Text provided:
Jinger Vuolo is well known as the sixth child of the Duggar family from TLC’s 19 Kids and Counting reality TV show. She and most of her family are avowed Christians who adhered closely to the teachings of Bill Gothard and his Institute of Basic Life Principles (IBLP). While growing up, Vuolo was starstruck by Gothard and considered him the best Bible teacher in the world. Many of his principles and ideas were on display on the various Duggar episodes and the author embraced them all, having been sheltered from other expressions of Christianity. It wasn’t until she became involved with a few people outside the Gothard bubble, people who carefully studied and interpreted Scripture, including a young man who would become her husband, that she began to realize that many of Gothard’s principles were not actually drawn from Scripture but from his own twist on the Word and his personal legalistic convictions. This began the process of disentangling her from legalism and being set free by what the Bible actually taught.
Vuolo says that writing this book was the hardest thing she has ever done, but her story needed to be told. The difficulty with this project had to do with the fine line she had to walk. She realized that she could offend and lose friends who are encased in Gothard’s legalism, including her own family (the Duggars) who are still affiliated with the IBLP and apparently have not recognized the legalism as their daughter has.
The book is part personal testimony, part exposé of Gothard’s legalistic teachings, and part how she now understands Scripture. Concerning Gothard she offers numerous examples of his false teachings and twisting of Scripture, yet she mostly avoids his more serious errors. Much harder-hitting examples could have been supplied, which would have more clearly revealed not only Gothard’s false teachings but the damage he has done in many lives. Vuolo mentions that hundreds (perhaps thousands) have suffered spiritual damage and some have even left the faith because they were not able to disentangle from Gothard’s teachings as she has done. Yet, no statistics or examples of such are given. I am not sure how she knows of such widespread harm, although I believe she is probably correct. Tiptoeing around her parents’ involvement with Gothard had to be tricky, but the author handled it with grace, even as she pulled her punches. The Duggar family has to take some serious credit (or, better, blame) for those they influenced to live legalistic Christian lives, but perhaps it is not their daughter’s place to point that finger.

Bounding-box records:

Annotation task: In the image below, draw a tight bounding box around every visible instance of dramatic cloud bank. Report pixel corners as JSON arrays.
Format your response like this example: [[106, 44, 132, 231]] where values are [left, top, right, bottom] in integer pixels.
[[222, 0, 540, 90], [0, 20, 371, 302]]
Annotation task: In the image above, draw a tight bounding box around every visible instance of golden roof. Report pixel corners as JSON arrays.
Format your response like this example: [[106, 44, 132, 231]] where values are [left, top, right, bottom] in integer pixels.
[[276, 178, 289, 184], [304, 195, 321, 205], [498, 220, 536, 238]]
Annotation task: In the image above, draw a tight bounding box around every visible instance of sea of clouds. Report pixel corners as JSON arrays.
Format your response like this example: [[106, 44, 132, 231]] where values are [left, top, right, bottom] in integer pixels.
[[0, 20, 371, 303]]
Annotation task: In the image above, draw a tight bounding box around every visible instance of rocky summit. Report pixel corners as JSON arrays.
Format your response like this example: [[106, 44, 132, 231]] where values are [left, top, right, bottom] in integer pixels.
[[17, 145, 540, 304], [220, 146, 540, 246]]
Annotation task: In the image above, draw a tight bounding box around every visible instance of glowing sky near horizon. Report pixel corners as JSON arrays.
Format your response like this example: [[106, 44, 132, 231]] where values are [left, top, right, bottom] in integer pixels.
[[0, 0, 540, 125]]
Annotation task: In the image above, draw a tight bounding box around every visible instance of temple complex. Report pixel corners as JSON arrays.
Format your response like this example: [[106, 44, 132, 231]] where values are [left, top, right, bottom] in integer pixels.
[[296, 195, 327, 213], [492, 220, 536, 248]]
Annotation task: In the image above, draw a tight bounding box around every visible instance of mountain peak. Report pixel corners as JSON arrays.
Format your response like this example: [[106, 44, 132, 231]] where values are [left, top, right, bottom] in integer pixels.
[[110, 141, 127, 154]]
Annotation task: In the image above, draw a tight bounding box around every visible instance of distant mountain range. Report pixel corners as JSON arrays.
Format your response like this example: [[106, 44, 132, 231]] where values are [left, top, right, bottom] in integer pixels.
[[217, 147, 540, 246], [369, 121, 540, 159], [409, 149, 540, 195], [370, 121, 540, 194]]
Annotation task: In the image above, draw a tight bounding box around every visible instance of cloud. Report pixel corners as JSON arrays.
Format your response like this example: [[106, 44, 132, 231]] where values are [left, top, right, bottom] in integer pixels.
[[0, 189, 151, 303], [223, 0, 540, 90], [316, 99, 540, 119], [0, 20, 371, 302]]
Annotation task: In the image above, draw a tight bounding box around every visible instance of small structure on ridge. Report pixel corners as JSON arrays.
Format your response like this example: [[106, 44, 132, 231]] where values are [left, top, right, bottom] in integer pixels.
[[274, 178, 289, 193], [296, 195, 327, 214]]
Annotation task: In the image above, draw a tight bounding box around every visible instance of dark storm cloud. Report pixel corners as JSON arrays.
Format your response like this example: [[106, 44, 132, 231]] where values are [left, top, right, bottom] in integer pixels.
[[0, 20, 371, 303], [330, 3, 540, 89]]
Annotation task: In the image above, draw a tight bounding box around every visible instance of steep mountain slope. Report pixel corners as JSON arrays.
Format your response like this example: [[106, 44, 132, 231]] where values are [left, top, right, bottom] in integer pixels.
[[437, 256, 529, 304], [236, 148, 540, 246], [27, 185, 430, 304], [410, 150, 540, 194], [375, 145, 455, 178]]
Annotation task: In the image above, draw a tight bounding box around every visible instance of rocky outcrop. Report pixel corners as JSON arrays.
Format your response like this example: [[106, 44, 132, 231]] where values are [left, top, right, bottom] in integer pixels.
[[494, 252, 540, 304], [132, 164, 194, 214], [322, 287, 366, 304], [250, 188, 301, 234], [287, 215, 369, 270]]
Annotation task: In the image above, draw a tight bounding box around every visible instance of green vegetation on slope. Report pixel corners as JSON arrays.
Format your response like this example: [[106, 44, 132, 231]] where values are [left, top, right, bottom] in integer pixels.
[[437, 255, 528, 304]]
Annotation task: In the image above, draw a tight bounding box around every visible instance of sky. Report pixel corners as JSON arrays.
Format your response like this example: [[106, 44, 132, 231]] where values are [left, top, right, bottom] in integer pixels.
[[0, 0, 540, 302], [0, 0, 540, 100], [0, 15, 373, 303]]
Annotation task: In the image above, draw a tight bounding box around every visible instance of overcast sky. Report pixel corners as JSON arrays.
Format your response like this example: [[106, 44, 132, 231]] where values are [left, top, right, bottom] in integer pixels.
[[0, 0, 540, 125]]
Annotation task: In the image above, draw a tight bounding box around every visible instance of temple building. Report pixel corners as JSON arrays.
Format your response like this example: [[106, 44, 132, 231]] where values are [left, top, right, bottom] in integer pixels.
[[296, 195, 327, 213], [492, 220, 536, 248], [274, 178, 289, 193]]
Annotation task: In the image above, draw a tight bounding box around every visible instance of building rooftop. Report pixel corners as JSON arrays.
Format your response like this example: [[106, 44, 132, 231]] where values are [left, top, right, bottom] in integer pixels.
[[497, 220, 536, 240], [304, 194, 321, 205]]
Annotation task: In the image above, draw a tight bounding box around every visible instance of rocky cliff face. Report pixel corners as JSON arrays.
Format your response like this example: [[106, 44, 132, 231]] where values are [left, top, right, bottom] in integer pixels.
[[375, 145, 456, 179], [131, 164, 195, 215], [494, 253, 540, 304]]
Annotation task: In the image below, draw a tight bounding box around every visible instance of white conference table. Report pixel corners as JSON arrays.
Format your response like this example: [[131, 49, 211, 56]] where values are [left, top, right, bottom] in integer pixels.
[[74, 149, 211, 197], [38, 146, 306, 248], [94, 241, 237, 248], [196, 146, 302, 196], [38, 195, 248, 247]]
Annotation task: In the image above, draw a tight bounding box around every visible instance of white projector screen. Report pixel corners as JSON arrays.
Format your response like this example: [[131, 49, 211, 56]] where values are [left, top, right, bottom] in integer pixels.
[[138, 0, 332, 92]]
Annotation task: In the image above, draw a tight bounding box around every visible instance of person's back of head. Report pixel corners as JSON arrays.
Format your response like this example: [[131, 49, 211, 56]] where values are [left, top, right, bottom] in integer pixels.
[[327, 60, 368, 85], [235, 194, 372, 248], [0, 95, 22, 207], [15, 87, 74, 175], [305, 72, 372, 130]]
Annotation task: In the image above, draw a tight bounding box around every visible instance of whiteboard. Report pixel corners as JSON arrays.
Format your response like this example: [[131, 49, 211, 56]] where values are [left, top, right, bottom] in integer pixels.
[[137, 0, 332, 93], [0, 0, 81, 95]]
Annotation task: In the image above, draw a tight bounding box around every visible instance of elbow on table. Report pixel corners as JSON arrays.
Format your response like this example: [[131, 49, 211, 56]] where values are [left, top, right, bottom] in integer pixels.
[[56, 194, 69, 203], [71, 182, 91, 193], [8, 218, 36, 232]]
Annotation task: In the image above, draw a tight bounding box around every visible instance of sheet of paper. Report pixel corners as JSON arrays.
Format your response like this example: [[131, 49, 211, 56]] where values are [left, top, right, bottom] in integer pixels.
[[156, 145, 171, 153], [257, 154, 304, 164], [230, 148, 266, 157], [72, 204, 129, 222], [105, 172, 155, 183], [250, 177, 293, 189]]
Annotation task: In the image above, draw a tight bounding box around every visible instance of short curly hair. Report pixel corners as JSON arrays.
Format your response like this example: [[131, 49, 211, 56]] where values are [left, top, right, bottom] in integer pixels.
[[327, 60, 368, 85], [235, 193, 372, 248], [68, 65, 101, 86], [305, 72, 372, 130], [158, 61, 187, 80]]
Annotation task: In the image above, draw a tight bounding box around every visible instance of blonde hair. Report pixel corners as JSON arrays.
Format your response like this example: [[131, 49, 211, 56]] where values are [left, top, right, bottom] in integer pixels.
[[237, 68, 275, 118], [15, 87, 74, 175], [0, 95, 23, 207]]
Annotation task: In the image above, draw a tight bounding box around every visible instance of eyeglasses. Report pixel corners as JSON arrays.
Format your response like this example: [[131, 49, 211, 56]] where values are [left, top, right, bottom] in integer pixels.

Exercise:
Please answer these questions about the review:
(a) Where does Jinger Vuolo fall among the Duggar children?
(b) How does Vuolo describe the experience of writing this book?
(c) What are the three parts the book combines?
Rely only on the review for your answers.

Complete response:
(a) She is the sixth child.
(b) She says it was the hardest thing she has ever done.
(c) It combines personal testimony, an exposé of Gothard's legalistic teachings, and how she now understands Scripture.